Excerpted passage:
• • • • • • •

Financial Assurance Hearings at the COGCC – A CRUCIAL STEP

The Financial Assurances rulings coming up in January and February of 2022 represent a crucial crossroads in statewide efforts to require responsible behavior from oil and gas operators. It’s not really too complex. What we are asking of the industry is the same basic life lesson that we all learned as children: if you make a mess, you clean it up! Unfortunately, the draft proposal, provided by COGCC staff to the commissioners, takes this simple idea and twists into a byzantine labyrinth that will provide O&G operators multiple options for gaming the system, leaving clean-up to the tax-payer.

• • • • • • •

Exercise: Check each statement against the passage on financial assurance hearings, answering yes or no and quoting the deciding words: 1. The rulings are due in January and February of 2022. 2. COGCC staff gave the draft proposal to the commissioners. 3. The draft proposal would leave clean-up to the operators.

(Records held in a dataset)
• • • • • • •

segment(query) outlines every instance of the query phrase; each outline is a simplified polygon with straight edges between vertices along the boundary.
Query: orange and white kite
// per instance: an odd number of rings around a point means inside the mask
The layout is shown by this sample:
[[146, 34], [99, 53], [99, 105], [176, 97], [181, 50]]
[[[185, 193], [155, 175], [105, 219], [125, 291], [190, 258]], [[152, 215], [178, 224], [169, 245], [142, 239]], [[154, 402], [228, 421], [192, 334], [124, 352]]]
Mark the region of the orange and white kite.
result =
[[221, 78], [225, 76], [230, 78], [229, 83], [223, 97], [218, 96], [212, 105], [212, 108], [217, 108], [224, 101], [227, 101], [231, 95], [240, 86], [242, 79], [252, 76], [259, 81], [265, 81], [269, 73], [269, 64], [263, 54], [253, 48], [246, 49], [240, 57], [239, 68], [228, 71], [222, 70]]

• • • • • • •

Result for this task:
1. Yes: "coming up in January and February of 2022"
2. Yes: "provided by COGCC staff to the commissioners"
3. No: "leaving clean-up to the tax-payer"